REQUIRED WORK =
1) Do these statements agree with the article on the GCHQ history below? Answer each with yes or no and quote the deciding words.
(a) Ferris had studied signal intelligence for about four decades before taking on the project.
(b) Ferris did all of his research at the Cheltenham headquarters.
(c) The book starts with the origins of British signal intelligence in the First World War.
2) Answer these questions from the article on the GCHQ history below:
(a) What two emotions did Ferris feel on his first look at the material?
(b) What is GCHQ's Cheltenham headquarters nicknamed, and why?
(c) How many pages long is Behind the Enigma?
3) Carry on the article on the GCHQ history below, beginning after its final sentence.

SOURCE TEXT =
When University of Calgary history professor John Ferris got his first look at the mountains of information available to him at the Government Communications Headquarters (GCHQ), he was overcome with two emotions: exhilaration and fear.

As the writer of the first authorized history of Britain’s secretive cyber-intelligence agency, Ferris was given unprecedented access to previously classified documents stored at the headquarters of the GCHQ. For an academic who had been exploring the history of signal intelligence, or Sigint, for the past 40 years, this offered kid-in-a-candy-store levels of excitement.

But fear began to creep in when he realized the sheer volume of material he now had access to.

“The frightening side was that it was dumped on me all at once,” says Ferris. “I had a relatively short timeframe to write it. I had to learn all of these things which are absolutely new. In technical terms, there were all sorts of things I had to learn. So the result is that it was really emotionally quite stressful as well as giving me a great deal of fun.”

Ferris figures he spent roughly a year on and off in the basement of GCHQ’s headquarters in Cheltenham — nicknamed the “Doughnut” due to its unique architecture — doing research, as well as spending countless hours at home in Calgary sifting through material made available to him online.

So it’s not surprising that the resulting book, Behind the Enigma, is an intimidating 825-page tome. It begins with the 1844 origins of modern British signal intelligence, which is the collection of intelligence through the interception of signals and communications. From there, it takes readers through the formation of the GCHQ in the First World War, to its famed achievements in codebreaking intercepted Nazi messages at Bletchley Park during the Second World War, to its activities gathering intelligence during the Falklands conflict and the Cold War, to its current role battling terrorism and online crime.

Excerpts from a pointing dataset =

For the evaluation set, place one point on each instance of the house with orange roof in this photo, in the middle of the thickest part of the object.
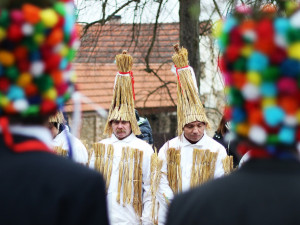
(154, 82)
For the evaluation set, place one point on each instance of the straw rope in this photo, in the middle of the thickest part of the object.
(131, 177)
(97, 152)
(122, 105)
(57, 118)
(110, 157)
(126, 176)
(228, 164)
(60, 151)
(121, 169)
(104, 161)
(174, 169)
(136, 181)
(130, 181)
(203, 168)
(140, 179)
(156, 166)
(189, 107)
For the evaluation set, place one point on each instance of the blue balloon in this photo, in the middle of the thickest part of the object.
(15, 92)
(257, 62)
(268, 90)
(287, 135)
(273, 115)
(229, 24)
(281, 25)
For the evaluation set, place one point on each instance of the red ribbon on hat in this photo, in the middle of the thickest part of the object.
(26, 146)
(132, 81)
(178, 75)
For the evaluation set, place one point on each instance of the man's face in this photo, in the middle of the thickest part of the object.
(194, 131)
(53, 129)
(121, 129)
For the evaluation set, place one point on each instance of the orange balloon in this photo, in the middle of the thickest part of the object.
(239, 79)
(31, 13)
(31, 90)
(255, 116)
(55, 37)
(289, 104)
(57, 77)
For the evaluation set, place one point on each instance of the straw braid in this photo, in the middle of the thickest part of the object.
(121, 169)
(140, 179)
(126, 176)
(203, 167)
(110, 157)
(122, 105)
(174, 169)
(156, 166)
(136, 181)
(189, 107)
(60, 151)
(228, 164)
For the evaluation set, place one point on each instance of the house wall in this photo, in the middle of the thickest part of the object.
(163, 124)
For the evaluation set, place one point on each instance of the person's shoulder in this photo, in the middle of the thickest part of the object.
(105, 141)
(59, 168)
(142, 145)
(209, 191)
(215, 143)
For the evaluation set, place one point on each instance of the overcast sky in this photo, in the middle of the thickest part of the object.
(90, 10)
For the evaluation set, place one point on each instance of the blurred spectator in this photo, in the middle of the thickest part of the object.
(145, 128)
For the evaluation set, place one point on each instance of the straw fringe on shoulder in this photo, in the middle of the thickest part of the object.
(189, 107)
(122, 105)
(57, 118)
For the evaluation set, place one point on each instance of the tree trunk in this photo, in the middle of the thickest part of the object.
(189, 12)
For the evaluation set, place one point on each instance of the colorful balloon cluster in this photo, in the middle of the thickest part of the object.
(37, 46)
(261, 67)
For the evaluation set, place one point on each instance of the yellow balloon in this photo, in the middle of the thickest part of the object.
(294, 51)
(49, 17)
(254, 78)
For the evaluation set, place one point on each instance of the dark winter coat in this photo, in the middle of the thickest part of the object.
(42, 188)
(261, 192)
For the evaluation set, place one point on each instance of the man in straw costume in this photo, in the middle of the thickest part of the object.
(124, 159)
(37, 186)
(193, 157)
(64, 141)
(260, 64)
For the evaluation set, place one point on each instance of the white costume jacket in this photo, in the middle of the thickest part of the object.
(80, 153)
(186, 147)
(119, 214)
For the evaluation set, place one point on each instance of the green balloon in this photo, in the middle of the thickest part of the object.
(60, 8)
(272, 139)
(4, 18)
(31, 110)
(270, 74)
(44, 83)
(235, 97)
(12, 73)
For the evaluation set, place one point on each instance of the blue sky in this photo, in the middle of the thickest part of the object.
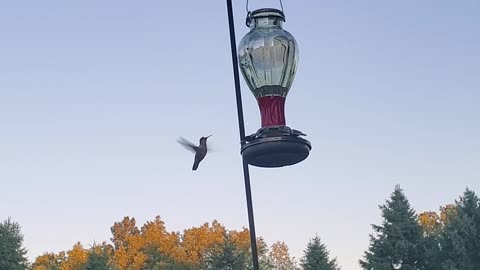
(93, 95)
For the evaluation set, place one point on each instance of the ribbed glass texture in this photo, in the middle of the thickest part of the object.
(268, 56)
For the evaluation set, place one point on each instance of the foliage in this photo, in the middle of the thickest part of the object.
(316, 256)
(397, 243)
(12, 252)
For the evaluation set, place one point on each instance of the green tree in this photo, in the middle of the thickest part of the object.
(397, 243)
(460, 239)
(12, 252)
(280, 257)
(225, 256)
(316, 257)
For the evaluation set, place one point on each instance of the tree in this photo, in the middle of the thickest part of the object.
(198, 240)
(12, 252)
(76, 258)
(225, 256)
(280, 257)
(316, 257)
(98, 261)
(49, 261)
(397, 243)
(460, 239)
(127, 243)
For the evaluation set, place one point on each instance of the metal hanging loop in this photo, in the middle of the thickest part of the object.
(247, 22)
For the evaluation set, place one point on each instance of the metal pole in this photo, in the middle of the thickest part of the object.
(241, 125)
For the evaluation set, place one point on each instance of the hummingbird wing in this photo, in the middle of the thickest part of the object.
(187, 145)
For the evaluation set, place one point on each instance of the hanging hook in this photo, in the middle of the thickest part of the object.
(248, 11)
(247, 21)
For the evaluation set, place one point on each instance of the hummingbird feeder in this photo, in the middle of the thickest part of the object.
(268, 57)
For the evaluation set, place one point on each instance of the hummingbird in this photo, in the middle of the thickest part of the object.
(200, 151)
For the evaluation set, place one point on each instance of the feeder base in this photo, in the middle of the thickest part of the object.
(275, 150)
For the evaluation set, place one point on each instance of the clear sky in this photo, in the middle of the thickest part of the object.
(93, 95)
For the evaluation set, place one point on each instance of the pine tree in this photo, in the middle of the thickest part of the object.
(460, 239)
(12, 252)
(397, 243)
(316, 257)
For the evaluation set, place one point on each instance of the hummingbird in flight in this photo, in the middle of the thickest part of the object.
(200, 151)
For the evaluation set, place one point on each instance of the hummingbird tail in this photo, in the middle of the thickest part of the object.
(195, 166)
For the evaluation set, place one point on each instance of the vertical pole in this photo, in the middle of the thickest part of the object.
(241, 125)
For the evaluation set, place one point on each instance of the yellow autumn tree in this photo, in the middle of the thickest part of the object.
(155, 237)
(127, 243)
(198, 240)
(49, 261)
(76, 258)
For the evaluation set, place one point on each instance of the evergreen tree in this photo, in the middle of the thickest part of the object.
(12, 252)
(397, 243)
(460, 239)
(316, 257)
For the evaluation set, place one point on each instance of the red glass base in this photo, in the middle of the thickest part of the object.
(272, 110)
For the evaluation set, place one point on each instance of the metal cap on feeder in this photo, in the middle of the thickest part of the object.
(268, 58)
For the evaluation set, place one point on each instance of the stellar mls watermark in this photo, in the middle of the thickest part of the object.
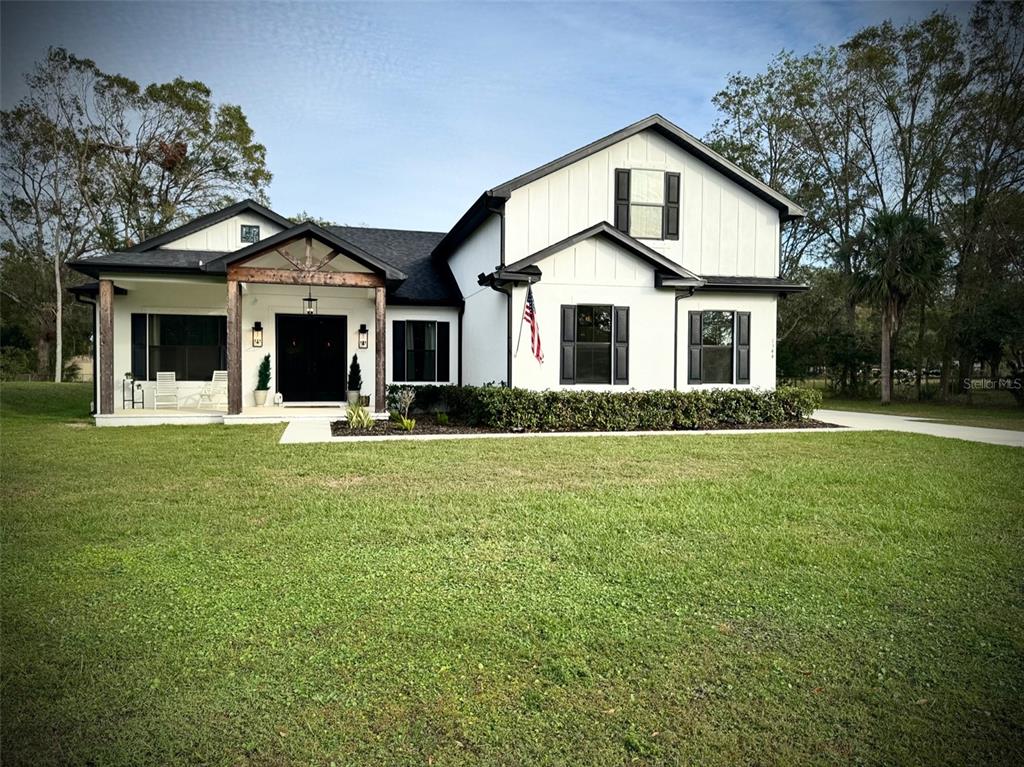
(1001, 384)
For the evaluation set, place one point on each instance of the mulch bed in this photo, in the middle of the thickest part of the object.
(423, 426)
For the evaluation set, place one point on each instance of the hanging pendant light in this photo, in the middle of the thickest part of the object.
(309, 303)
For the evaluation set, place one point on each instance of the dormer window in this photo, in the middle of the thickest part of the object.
(647, 204)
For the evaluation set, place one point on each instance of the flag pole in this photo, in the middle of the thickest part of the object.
(522, 318)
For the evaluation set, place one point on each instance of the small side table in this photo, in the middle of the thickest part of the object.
(129, 387)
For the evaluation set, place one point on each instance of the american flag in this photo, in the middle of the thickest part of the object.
(529, 316)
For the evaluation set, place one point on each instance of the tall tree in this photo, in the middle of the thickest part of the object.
(987, 176)
(91, 161)
(903, 260)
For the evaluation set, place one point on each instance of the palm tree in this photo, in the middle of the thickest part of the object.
(903, 259)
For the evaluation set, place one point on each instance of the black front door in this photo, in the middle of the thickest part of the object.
(311, 357)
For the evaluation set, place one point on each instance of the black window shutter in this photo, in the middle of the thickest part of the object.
(742, 347)
(622, 357)
(398, 350)
(139, 352)
(671, 220)
(567, 370)
(693, 358)
(623, 200)
(443, 351)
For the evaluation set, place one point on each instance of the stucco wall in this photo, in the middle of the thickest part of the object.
(724, 229)
(485, 320)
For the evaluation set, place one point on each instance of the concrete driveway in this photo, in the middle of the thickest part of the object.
(878, 422)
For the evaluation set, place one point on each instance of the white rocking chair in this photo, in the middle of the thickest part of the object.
(215, 391)
(167, 391)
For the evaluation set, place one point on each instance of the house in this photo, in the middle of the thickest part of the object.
(653, 263)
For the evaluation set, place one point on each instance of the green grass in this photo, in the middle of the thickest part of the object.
(995, 411)
(183, 595)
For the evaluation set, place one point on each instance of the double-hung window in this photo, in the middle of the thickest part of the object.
(719, 347)
(420, 351)
(190, 346)
(647, 203)
(595, 344)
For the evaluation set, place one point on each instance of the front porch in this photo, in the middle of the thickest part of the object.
(268, 414)
(303, 297)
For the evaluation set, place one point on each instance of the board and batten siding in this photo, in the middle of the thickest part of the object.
(763, 317)
(596, 271)
(724, 229)
(484, 322)
(224, 236)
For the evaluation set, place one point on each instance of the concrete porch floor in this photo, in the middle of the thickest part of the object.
(269, 414)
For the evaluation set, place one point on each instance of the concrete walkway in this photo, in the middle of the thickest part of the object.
(318, 430)
(879, 422)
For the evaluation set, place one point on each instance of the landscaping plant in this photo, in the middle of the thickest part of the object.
(263, 374)
(359, 417)
(354, 375)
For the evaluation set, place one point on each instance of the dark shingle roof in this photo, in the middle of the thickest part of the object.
(159, 259)
(426, 281)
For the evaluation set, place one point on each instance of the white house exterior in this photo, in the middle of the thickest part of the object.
(652, 261)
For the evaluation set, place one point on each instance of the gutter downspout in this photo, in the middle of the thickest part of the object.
(462, 311)
(95, 349)
(675, 339)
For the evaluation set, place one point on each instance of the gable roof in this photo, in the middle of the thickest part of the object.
(314, 231)
(157, 260)
(426, 282)
(606, 230)
(787, 209)
(209, 219)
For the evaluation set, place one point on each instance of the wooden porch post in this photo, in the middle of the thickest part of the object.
(105, 405)
(233, 347)
(380, 332)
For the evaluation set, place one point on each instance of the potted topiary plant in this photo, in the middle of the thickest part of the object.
(354, 381)
(262, 381)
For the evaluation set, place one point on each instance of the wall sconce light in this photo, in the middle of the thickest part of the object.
(309, 303)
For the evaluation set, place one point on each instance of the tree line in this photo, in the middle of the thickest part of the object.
(92, 162)
(905, 143)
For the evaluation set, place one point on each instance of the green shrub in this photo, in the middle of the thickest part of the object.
(359, 418)
(263, 374)
(354, 375)
(521, 410)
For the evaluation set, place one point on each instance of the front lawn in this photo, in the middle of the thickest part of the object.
(181, 595)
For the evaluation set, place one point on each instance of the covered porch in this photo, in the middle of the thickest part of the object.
(268, 414)
(304, 297)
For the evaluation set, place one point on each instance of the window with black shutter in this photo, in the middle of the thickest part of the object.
(719, 347)
(647, 203)
(595, 344)
(420, 351)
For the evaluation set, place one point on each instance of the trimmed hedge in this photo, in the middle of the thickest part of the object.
(521, 410)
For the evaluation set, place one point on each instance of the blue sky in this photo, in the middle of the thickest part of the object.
(399, 115)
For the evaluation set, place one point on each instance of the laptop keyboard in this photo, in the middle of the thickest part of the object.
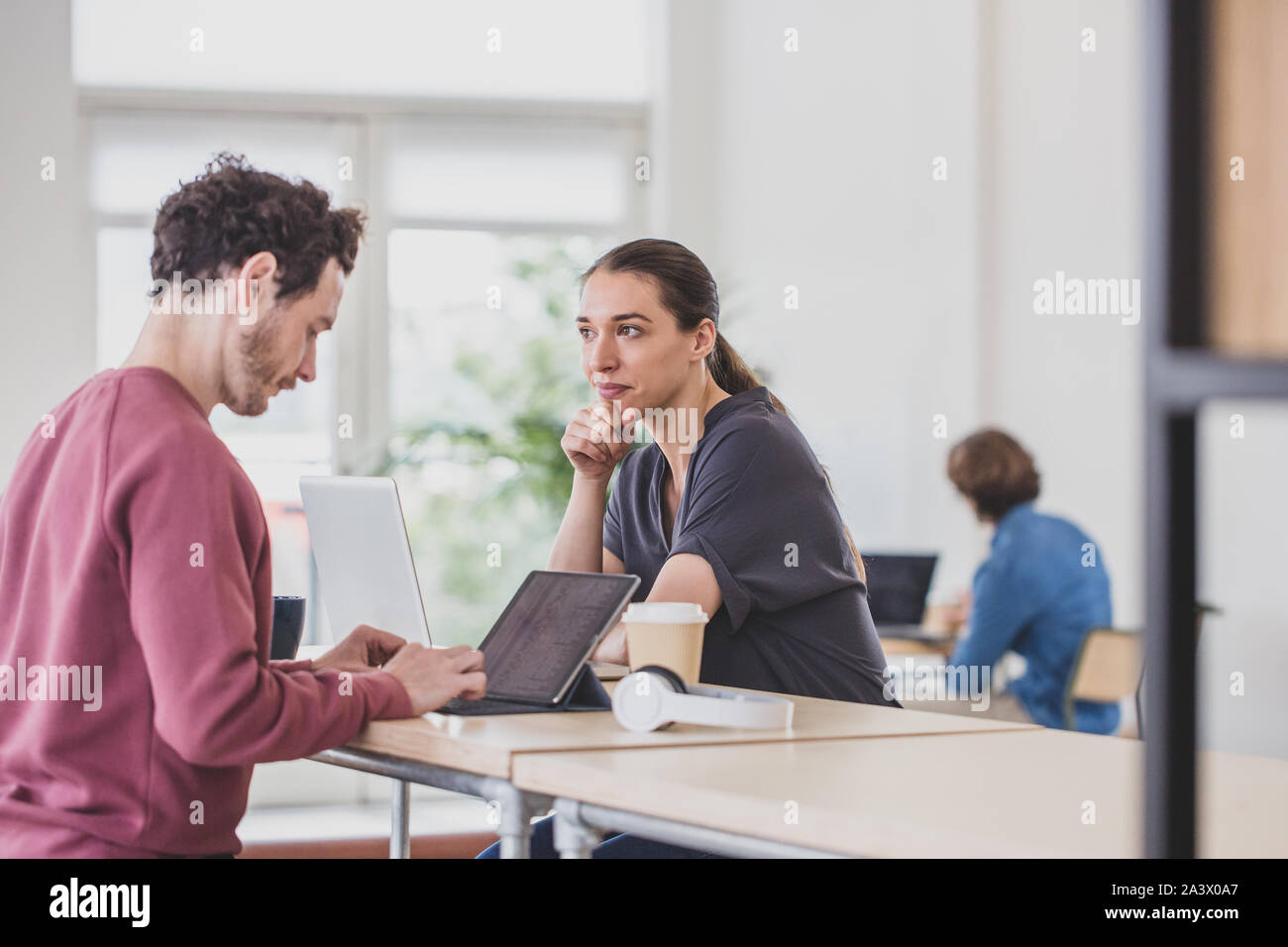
(487, 705)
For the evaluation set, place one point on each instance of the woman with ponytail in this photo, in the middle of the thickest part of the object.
(728, 506)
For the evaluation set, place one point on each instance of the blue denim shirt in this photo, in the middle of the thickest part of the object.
(1038, 594)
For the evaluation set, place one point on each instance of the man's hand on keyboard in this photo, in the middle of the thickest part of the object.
(436, 676)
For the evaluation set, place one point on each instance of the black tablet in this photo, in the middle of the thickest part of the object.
(537, 647)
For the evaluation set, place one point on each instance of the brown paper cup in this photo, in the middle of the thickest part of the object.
(677, 647)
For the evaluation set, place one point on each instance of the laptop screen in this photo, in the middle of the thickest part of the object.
(546, 633)
(898, 586)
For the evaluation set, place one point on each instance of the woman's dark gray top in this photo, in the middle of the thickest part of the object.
(758, 508)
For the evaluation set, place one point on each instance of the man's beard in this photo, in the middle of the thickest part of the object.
(254, 379)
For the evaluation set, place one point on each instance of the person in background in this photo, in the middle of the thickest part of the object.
(1041, 590)
(134, 554)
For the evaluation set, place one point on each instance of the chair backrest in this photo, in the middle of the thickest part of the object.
(1107, 668)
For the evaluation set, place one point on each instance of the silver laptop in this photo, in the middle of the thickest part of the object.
(366, 574)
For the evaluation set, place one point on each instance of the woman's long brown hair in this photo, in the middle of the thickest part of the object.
(688, 291)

RESULTS IN ORDER =
1)
(a) Yes: "who had been exploring the history of signal intelligence, or Sigint, for the past 40 years"
(b) No: "as well as spending countless hours at home in Calgary sifting through material made available to him online"
(c) No: "It begins with the 1844 origins of modern British signal intelligence"

2)
(a) Exhilaration and fear.
(b) The "Doughnut," because of its unique architecture.
(c) 825 pages.

3)
In the years he spent working on the book, the scope quickly evolved to cover a much broader history. Initially, the idea was to trace the history of GCHQ up until the end of the Cold War, with certain restrictions being put on post-Second World War diplomatic messages or revelations of methods still in use. But it was later agreed that Behind the Enigma should cover its activities right up to the present day, which opens up broader questions about modern intelligence gathering and mass surveillance.

“What is going on with Sigint in the world today is really important and different from what it is in the Cold War,” Ferris says. “So to help British readers, the British public, understand what GCHQ does, they gave me more material about the post-Cold War era and I wrote up until 2020. Sigint goes from being a state-to-state issue and goes to one involving states and societies. It used to be only governments had signals-intelligence capabilities, now millions of entities have some kind of Sigint capability. Phishing is a kind of very primitive Sigint. I would say we are talking about hundreds of thousands of organized cybercriminals who have quite sophisticated Sigint capabilities. Suddenly, it’s the duty of GCHQ, and also of, say, the Canadian Communications Security Establishment, to help protect its citizens and public from direct attacks by foreign Sigint agencies, whether they are government or private.”

After more than 100 years of operating in the shadows, this newfound openness by the GCHQ is no doubt at least partially due to a need to explain its operations to a public that has become increasingly wary about mass surveillance done by government agencies. You would be hard-pressed to find any review of Behind the Enigma that does not mention American whistleblower Edward Snowden. He leaked classified information from the National Security Agency, GCHQ’s Five Eyes American partner. Snowden is certainly included in the book, but he takes up only a fraction of the 800-plus pages.

Ferris says there is a misconception about agencies collecting citizens’ data as part of mass surveillance. While the bulk collection of data is considered by some to be unavoidable for any state conducting signals intelligence, most agencies have to use their limited resources to examine communications from actual threats such as terrorists or spies, he says.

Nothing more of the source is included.